Goal:
Output exactly the lines that run from the line with "cabinet --vertices whole-pixels" to the end of the material, both ends included, and no other lines.

Records supplied:
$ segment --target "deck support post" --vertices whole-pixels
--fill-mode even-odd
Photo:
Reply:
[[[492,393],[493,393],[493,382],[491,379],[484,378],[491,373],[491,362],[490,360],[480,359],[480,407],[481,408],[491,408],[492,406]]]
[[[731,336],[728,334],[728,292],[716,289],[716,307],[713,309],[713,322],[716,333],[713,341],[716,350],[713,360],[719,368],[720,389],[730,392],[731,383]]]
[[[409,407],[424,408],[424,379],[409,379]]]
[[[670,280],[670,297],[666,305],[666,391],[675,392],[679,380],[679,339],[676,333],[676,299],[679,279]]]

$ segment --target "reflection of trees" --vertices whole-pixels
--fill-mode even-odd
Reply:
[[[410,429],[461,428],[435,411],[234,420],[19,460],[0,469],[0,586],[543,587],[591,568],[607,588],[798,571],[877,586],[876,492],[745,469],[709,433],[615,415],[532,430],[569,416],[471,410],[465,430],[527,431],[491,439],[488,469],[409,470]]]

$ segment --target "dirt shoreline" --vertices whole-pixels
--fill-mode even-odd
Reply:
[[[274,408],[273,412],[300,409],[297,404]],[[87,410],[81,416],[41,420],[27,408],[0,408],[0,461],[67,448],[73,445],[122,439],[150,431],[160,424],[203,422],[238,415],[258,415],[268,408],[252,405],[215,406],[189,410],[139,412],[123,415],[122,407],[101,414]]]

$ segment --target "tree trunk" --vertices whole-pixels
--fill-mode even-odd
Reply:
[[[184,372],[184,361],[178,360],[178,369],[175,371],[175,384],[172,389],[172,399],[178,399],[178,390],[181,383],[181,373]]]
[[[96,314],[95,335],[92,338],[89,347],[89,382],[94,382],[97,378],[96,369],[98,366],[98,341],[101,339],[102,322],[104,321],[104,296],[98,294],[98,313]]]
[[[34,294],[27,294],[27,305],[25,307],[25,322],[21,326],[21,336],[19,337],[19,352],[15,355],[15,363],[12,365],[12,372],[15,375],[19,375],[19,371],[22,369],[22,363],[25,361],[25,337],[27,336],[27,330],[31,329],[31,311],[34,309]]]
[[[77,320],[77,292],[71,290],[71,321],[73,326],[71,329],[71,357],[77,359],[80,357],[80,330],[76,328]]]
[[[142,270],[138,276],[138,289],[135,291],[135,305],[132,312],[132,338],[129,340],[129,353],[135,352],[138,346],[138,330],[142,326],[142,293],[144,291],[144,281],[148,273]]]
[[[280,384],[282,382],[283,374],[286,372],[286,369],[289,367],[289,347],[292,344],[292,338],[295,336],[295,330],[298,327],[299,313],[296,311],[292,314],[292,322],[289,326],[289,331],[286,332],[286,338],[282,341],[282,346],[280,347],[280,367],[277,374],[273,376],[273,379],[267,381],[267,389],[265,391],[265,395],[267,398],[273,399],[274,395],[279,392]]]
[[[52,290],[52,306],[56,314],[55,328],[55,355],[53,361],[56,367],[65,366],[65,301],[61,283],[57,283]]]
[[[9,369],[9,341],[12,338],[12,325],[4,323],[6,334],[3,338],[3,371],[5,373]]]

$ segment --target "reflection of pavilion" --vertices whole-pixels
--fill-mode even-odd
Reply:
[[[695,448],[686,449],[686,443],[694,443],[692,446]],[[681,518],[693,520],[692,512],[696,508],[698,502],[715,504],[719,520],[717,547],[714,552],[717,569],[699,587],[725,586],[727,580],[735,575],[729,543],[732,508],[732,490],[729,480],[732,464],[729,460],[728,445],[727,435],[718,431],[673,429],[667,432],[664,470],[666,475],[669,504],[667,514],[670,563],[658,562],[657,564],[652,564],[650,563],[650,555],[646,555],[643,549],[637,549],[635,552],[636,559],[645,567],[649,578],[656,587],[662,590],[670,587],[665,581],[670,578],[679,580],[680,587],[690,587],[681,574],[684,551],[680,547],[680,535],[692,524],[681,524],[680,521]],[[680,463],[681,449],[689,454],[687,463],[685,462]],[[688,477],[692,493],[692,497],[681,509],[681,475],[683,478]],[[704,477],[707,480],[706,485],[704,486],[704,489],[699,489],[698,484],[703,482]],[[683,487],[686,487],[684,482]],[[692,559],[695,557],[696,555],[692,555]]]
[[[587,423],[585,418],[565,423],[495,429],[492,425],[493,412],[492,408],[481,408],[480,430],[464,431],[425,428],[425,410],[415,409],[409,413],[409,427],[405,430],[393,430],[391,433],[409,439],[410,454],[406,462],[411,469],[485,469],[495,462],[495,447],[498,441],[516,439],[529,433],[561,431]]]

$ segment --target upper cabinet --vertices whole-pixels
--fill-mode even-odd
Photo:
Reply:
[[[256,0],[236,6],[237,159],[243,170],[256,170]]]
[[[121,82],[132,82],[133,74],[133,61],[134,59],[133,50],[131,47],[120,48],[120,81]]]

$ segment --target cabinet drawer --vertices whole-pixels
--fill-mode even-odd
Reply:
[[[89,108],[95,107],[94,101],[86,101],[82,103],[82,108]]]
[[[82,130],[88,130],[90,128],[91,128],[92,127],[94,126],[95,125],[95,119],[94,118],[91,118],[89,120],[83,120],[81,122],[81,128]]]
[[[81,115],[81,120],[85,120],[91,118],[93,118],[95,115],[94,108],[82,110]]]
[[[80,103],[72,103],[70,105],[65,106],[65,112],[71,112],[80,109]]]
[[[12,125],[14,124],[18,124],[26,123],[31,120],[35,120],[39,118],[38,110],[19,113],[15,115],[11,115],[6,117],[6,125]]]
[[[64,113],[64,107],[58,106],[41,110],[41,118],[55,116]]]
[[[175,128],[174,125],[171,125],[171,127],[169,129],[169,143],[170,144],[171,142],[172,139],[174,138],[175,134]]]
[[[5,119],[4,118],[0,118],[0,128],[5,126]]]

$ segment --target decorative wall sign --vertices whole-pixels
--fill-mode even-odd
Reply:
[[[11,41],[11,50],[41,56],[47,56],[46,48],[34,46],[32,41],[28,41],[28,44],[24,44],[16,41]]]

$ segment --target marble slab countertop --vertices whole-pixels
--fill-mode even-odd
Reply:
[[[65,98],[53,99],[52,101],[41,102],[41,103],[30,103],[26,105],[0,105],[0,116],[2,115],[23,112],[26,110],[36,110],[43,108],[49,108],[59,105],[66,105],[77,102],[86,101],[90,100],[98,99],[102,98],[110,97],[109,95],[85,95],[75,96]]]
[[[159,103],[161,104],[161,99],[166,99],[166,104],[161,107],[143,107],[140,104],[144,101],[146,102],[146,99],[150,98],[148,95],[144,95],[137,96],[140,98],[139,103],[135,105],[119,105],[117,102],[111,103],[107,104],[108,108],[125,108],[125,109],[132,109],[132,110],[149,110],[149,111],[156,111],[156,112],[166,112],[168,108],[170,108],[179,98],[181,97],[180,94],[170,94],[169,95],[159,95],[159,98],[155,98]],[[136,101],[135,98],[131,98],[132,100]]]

Task response:
$ segment --target upper cabinet --vertices whole-pixels
--fill-mode even-odd
Photo:
Reply:
[[[256,0],[236,6],[237,159],[243,170],[256,170]]]
[[[121,82],[132,82],[133,74],[133,61],[134,59],[133,50],[131,47],[120,48],[120,81]]]

$ segment --target cabinet drawer --vertices whole-pixels
--fill-mode even-odd
Reply:
[[[89,108],[95,107],[94,101],[86,101],[82,103],[82,108]]]
[[[82,130],[88,130],[90,128],[91,128],[92,127],[94,126],[95,125],[95,119],[94,118],[91,118],[89,120],[83,120],[81,122],[81,128]]]
[[[81,115],[81,120],[85,120],[91,118],[93,118],[95,115],[94,108],[82,110]]]
[[[80,103],[72,103],[70,105],[65,106],[65,112],[71,112],[80,109]]]
[[[12,125],[14,124],[18,124],[26,123],[31,120],[35,120],[39,118],[38,110],[19,113],[15,115],[11,115],[6,117],[6,125]]]
[[[64,113],[64,107],[58,106],[41,110],[41,118],[55,116]]]
[[[175,128],[174,125],[171,125],[171,127],[169,129],[169,143],[170,144],[171,142],[172,139],[174,138],[175,134]]]
[[[5,119],[4,118],[0,118],[0,128],[5,126]]]

$ segment --target decorative wall sign --vertices whole-pixels
--fill-mode even-odd
Reply:
[[[11,41],[11,50],[41,56],[47,56],[46,48],[34,46],[32,41],[28,41],[28,44],[24,44],[16,41]]]

$ segment --target marble slab countertop --vertices whole-pixels
--fill-mode even-odd
Reply:
[[[65,98],[53,99],[52,101],[41,102],[41,103],[30,103],[26,105],[0,105],[0,116],[2,115],[23,112],[26,110],[36,110],[43,108],[49,108],[59,105],[66,105],[77,102],[86,101],[90,100],[98,99],[102,98],[110,97],[109,95],[85,95],[75,96]]]
[[[159,103],[161,104],[161,99],[166,99],[166,104],[161,107],[143,107],[140,104],[144,101],[146,102],[146,99],[150,98],[148,95],[144,95],[137,96],[140,98],[139,103],[135,105],[119,105],[117,102],[111,103],[107,104],[108,108],[125,108],[125,109],[132,109],[132,110],[149,110],[149,111],[156,111],[156,112],[166,112],[168,108],[170,108],[179,98],[181,97],[180,94],[170,94],[169,95],[159,95],[159,98],[155,98]],[[136,101],[135,98],[131,98],[132,100]]]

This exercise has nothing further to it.